| keyness {DramaAnalysis} | R Documentation | 
Keywords
Description
Given a frequency table (with texts as rows and words as columns),
this function calculates log-likelihood and log ratio of one set of rows against the other rows. 
The return value is a list containing scores for each word. If the method 
is loglikelihood, the returned scores are unsigned G2 values. To estimate the 
direction of the keyness, the log ratio is more informative. A nice introduction 
into log ratio can be found here.
Usage
keyness(
  ft,
  categories = c(1, rep(2, nrow(ft) - 1)),
  epsilon = 1e-100,
  siglevel = 0.05,
  method = c("loglikelihood", "logratio"),
  minimalFrequency = 10
)
Arguments
| ft | The frequency table | 
| categories | A factor or numeric vector that represents an assignment of categories. | 
| epsilon | null values are replaced by this value, in order to avoid division by zero | 
| siglevel | Return only the keywords above the significance level. Set to 1 to get all words | 
| method | Either "logratio" or "loglikelihood" (default) | 
| minimalFrequency | Words less frequent than this value are not considered at all | 
Value
A list of keywords, sorted by their log-likelihood or log ratio value, calculated according to http://ucrel.lancs.ac.uk/llwizard.html.

Tasks and exercises »
1. In the keyness documentation, why are null values replaced by the epsilon value? Answer in one to three sentences.
2. According to the keyness documentation, what should siglevel be set to in order to get all words?
3. Carry on the keyness documentation from the point where it stops.

(Saved data entries)

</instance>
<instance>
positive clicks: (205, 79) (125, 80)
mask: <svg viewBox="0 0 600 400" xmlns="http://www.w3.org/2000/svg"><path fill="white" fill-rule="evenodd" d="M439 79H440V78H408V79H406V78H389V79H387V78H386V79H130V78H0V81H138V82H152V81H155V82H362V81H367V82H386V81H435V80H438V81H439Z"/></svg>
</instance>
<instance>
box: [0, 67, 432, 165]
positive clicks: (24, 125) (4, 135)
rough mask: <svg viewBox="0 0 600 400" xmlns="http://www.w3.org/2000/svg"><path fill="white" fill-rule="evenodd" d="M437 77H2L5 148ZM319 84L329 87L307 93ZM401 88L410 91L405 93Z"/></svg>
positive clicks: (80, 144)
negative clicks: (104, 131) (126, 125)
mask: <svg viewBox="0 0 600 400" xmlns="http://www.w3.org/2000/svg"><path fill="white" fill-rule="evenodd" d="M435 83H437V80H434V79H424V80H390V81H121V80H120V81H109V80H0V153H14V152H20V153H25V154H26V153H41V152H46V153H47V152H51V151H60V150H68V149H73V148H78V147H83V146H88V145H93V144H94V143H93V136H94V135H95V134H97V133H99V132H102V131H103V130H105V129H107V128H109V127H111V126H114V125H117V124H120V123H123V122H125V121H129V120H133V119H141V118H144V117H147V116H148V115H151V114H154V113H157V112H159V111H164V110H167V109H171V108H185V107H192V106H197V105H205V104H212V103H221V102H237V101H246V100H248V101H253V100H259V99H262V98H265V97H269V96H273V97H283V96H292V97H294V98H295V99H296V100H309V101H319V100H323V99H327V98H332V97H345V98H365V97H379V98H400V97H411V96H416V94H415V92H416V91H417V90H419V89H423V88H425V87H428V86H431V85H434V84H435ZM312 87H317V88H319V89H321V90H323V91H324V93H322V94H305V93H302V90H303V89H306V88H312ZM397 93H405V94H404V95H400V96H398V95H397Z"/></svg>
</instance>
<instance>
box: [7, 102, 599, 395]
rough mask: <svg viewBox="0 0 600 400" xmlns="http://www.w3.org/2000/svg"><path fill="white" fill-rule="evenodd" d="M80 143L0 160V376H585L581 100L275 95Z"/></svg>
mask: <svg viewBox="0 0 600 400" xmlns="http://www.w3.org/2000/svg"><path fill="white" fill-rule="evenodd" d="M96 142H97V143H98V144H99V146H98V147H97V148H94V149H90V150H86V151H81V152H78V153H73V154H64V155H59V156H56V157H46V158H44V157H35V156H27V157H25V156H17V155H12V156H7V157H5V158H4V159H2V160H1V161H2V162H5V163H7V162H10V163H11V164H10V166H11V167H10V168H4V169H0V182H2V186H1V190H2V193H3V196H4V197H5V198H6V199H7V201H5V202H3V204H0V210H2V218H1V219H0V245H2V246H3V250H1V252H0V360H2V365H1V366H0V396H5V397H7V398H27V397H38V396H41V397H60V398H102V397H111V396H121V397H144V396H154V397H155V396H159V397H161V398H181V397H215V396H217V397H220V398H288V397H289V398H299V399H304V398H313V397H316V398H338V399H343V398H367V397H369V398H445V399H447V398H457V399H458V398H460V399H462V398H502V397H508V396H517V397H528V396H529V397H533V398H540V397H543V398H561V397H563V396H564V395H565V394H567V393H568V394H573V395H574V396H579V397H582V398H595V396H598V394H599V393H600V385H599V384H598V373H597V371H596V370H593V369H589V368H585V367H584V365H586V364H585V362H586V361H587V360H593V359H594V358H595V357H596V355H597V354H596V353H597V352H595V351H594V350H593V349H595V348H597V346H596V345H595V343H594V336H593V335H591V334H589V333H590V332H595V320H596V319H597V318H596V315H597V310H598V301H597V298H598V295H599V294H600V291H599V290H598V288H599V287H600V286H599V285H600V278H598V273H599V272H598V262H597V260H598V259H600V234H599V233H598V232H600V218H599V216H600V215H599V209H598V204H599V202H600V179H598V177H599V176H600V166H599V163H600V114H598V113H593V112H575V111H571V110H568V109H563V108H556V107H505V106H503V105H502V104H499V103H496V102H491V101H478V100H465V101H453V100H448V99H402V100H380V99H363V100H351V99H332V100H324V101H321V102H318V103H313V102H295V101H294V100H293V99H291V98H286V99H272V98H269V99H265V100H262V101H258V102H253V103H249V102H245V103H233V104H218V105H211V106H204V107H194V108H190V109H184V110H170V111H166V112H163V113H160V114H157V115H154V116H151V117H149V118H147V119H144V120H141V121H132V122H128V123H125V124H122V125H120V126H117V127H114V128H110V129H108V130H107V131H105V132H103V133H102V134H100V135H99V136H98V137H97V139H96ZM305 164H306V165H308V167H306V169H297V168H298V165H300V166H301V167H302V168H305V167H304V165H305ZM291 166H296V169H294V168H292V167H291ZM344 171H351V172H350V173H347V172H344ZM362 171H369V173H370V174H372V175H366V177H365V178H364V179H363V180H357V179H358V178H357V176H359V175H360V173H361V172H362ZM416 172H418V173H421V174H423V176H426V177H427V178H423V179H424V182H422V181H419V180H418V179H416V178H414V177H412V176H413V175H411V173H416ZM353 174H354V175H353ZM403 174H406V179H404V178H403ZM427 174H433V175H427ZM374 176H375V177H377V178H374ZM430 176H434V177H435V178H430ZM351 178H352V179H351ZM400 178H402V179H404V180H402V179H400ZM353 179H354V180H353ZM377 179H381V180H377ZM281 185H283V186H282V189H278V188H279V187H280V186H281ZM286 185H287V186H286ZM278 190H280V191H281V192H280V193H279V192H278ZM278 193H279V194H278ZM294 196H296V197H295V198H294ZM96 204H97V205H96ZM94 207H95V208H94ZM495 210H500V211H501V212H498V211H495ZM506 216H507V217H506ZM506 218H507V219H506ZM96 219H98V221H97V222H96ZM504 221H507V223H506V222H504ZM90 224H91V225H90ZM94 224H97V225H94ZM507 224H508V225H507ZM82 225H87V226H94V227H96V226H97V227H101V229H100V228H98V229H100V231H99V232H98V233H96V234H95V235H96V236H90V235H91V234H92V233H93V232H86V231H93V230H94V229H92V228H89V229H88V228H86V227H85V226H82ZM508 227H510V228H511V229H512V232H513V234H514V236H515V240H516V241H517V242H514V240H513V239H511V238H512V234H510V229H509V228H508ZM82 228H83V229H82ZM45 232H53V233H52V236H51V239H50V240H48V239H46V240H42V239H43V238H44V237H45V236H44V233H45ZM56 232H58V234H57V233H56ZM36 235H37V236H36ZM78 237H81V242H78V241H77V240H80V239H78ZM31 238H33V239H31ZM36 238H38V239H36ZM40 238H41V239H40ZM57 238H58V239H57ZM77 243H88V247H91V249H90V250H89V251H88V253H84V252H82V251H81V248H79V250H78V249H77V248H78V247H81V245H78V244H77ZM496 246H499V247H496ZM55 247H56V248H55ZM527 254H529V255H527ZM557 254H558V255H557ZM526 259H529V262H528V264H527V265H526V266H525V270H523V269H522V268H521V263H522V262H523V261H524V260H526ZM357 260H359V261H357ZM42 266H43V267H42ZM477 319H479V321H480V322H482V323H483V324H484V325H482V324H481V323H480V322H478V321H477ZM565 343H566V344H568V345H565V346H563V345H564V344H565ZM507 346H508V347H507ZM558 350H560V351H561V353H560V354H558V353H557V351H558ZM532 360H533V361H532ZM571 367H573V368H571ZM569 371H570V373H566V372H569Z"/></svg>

Responses in order »
1. Null values are replaced by the epsilon value so that the calculation never divides by zero.

2. It should be set to 1.

3.
Examples
data("rksp.0")
ft <- frequencytable(rksp.0, byCharacter = TRUE, normalize = FALSE)
# Calculate log ratio for all words
genders <- factor(c("m", "m", "m", "m", "f", "m", "m", "m", "f", "m", "m", "f", "m"))
keywords <- keyness(ft, method = "logratio", 
                    categories = genders, 
                    minimalFrequency = 5)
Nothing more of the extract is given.